EXERCISE >> Transcribe, starting at the line with "# spot one keypoint per instance of the long" and ending at the line with "# spot one keypoint per instance of the hummingbird's", every line of the material below exactly, but leave out the pictures and anything outside that span.

################

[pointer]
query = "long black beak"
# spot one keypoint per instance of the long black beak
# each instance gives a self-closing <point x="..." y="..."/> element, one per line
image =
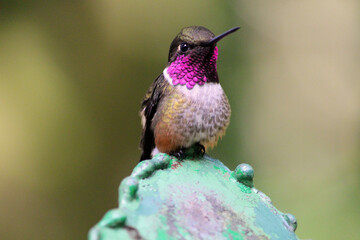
<point x="221" y="36"/>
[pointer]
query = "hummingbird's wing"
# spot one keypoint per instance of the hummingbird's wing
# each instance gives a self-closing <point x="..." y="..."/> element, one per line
<point x="148" y="109"/>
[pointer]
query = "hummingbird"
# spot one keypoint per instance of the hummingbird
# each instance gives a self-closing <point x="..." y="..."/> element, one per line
<point x="186" y="107"/>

################

OUTPUT >>
# spot one keypoint per instance of the long black beak
# each instance gives a self-closing <point x="..." y="..."/> element, one per line
image =
<point x="221" y="36"/>
[pointer]
query = "hummingbird's wing"
# spot one keypoint per instance of the hummingbird's wing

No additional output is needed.